## Consegna a
Rispondi alle domande sul profilo di Chloé Zhao riportato più sotto:
(i) In quale città è nata Chloé Zhao?
(ii) Quanti premi ha vinto dal 2018 al 2021?
(iii) A chi affida spesso la fotografia dei suoi film?

## Estratto selezionato
━━━━━━━━━━━━━━━━━━━━━━━━━━━━━━

Chloé Zhao (Zhao Ting) è un'attrice cinese, regista, produttrice, sceneggiatrice, montatrice, è nata il 31 marzo 1982 a Pechino (Cina). Al cinema il 5 febbraio 2026 con il film Hamnet - Nel nome del figlio.
Nel 2021 ha ricevuto il premio come miglior regia al Satellite Awards per il film Nomadland. Dal 2018 al 2021 Chloé Zhao ha vinto 11 premi: BAFTA (2021), Critics Choice Award (2021), Directors Guild (2021), Golden Globes (2021), NSFC Awards (2021), Premio Oscar (2021), Satellite Awards (2021), Spirit Awards (2018, 2021). Chloé Zhao ha oggi 43 anni ed è del segno zodiacale Ariete.

La prima regista asiatica da Oscar

A cura di Fabio Secchi Frau

Regista cinese che ha attirato l'attenzione di Hollywood con un grande impatto anche in Europa, Chloé Zhao si è imposta all'attenzione di pubblico e critica attraverso il suo lavoro nel cinema indipendente statunitense, che era stato accolto con grande positività già a partire dalla sua opera di debutto.
Arrivata al terzo film, oltre a ricevere diverse nomination per premi internazionali, vince due Oscar, tra i quali quello come miglior regista, diventando la seconda donna della Storia del Cinema a ottenere quel riconoscimento e la prima donna asiatica a ottenerlo.

Lo stile
Lo stile registico di Chloé Zhao si distingue per una profonda autenticità artistica e una libertà creativa che permea ogni aspetto del suo cinema, dalla fotografia al montaggio, dai dialoghi alla struttura narrativa. La sua impronta personale è riconoscibile nella scelta di raccontare storie di individui ai margini (nomadi, cowboy feriti, comunità native) con uno sguardo empatico e contemplativo, privo di giudizio e ricco di umanità.
La regista dissolve i confini tra finzione e documentario, impiegando attori non professionisti che interpretano sé stessi e costruendo trame fluide, episodiche, dove il tempo è dilatato e la narrazione si affida più ai gesti quotidiani che ai climax convenzionali. La fotografia, spesso da lei affidata a Joshua James Richards, utilizza luce naturale e paesaggi vasti come specchio dell'interiorità dei personaggi, mentre i dialoghi, scarni e improvvisati, lasciano spazio al silenzio come forma espressiva, mentre un montaggio meditativo e libero riflette il ritmo emotivo più che quello narrativo, contribuendo a una visione del mondo antispettacolare, spirituale, in cui la libertà, la solitudine e la ricerca di appartenenza si intrecciano con una poetica della resilienza.

━━━━━━━━━━━━━━━━━━━━━━━━━━━━━━

(Record del dataset sulle posizioni degli oggetti)
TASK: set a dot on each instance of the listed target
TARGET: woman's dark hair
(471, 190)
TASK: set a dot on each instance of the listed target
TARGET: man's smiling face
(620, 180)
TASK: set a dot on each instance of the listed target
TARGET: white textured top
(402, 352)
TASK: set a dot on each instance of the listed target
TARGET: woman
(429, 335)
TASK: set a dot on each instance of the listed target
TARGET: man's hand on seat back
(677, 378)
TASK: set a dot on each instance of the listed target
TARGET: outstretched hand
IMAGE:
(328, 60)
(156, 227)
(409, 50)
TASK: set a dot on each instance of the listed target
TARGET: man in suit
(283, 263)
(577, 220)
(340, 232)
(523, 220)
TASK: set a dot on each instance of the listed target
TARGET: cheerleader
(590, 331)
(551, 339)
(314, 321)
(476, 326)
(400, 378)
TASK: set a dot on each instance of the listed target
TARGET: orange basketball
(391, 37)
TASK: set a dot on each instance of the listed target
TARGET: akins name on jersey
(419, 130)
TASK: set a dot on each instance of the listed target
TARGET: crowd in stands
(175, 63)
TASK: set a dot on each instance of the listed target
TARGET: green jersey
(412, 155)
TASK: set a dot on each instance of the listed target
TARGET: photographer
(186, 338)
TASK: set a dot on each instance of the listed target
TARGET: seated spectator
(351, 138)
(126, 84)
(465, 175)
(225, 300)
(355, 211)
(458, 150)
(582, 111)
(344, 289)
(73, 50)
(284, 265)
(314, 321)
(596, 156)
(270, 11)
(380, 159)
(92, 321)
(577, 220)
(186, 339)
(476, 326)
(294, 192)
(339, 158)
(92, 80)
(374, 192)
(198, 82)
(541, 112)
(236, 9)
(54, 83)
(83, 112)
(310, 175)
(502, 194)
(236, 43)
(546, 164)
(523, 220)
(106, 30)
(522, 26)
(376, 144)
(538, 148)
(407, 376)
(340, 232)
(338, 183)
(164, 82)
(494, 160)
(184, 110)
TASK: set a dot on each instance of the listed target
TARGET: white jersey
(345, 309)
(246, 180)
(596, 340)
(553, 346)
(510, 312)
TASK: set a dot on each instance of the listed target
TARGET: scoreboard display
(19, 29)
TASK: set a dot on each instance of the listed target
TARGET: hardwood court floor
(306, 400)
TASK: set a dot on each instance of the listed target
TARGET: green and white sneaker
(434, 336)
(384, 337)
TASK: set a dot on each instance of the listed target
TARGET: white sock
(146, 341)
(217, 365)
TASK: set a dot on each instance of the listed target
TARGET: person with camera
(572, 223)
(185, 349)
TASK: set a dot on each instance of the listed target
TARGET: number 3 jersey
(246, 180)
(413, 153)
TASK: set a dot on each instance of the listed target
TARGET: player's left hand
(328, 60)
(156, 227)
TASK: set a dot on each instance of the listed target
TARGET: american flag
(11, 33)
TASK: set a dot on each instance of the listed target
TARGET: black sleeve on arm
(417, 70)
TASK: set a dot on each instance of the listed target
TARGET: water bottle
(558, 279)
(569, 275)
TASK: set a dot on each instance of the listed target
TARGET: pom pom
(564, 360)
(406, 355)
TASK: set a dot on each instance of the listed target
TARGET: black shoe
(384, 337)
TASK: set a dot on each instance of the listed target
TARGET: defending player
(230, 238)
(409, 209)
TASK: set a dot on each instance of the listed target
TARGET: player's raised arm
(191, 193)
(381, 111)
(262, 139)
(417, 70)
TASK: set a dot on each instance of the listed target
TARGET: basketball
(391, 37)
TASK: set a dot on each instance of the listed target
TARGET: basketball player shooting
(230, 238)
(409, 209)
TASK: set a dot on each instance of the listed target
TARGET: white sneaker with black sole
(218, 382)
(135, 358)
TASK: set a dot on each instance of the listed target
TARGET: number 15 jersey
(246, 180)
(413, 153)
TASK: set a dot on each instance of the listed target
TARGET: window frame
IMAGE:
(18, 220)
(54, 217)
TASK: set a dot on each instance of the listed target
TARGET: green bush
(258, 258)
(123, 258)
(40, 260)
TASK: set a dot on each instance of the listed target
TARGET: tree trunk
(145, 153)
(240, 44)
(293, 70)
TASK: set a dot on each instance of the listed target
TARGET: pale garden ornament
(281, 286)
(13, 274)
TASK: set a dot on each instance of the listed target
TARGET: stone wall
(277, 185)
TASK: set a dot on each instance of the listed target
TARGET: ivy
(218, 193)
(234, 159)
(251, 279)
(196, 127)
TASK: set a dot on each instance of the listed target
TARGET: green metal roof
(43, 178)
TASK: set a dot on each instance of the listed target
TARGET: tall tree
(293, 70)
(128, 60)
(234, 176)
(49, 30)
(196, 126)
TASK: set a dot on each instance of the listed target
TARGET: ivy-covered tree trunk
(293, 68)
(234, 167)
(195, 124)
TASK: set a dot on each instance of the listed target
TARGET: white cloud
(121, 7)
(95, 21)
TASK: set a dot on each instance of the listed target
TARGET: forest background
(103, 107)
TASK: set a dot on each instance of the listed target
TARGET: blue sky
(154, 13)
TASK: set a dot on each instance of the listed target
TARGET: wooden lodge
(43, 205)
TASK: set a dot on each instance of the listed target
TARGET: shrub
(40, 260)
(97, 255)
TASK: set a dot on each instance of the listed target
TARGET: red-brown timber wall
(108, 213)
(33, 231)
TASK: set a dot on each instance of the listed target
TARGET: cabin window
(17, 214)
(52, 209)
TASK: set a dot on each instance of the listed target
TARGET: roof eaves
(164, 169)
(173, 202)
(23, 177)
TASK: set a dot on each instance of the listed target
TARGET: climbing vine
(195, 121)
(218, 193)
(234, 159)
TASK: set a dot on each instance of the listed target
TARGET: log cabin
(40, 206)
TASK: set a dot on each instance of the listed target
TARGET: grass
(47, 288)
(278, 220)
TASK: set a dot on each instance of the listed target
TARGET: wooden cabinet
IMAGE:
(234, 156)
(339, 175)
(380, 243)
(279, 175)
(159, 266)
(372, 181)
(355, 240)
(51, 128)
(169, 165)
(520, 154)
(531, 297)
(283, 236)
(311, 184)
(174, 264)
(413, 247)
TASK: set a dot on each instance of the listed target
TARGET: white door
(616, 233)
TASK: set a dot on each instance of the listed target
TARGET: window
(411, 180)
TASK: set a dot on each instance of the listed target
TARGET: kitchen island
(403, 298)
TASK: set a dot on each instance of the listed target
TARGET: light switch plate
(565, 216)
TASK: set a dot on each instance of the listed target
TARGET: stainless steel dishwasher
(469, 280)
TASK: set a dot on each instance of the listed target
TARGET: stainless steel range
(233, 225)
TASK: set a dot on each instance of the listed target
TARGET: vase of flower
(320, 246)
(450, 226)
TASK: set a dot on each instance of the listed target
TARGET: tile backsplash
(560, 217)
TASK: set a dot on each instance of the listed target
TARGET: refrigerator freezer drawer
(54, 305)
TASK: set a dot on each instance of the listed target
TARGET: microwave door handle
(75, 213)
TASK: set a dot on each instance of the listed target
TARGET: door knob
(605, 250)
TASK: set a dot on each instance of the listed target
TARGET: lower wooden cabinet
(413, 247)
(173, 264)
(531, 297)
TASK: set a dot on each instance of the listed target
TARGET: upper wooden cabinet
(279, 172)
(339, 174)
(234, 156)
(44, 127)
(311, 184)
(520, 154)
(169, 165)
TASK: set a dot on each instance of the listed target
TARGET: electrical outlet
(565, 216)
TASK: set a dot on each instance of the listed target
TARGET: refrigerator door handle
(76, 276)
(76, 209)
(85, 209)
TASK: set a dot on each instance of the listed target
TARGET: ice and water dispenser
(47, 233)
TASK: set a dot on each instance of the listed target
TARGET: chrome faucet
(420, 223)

━━━━━━━━━━━━━━━━━━━━━━━━━━━━━━

## Consegna b
Conta le righe dei record che contengono la parola "wooden" e indica soltanto il numero.

## Risposta completa a
(i) A Pechino (Cina).
(ii) 11 premi.
(iii) A Joshua James Richards.

## Risposta completa b
4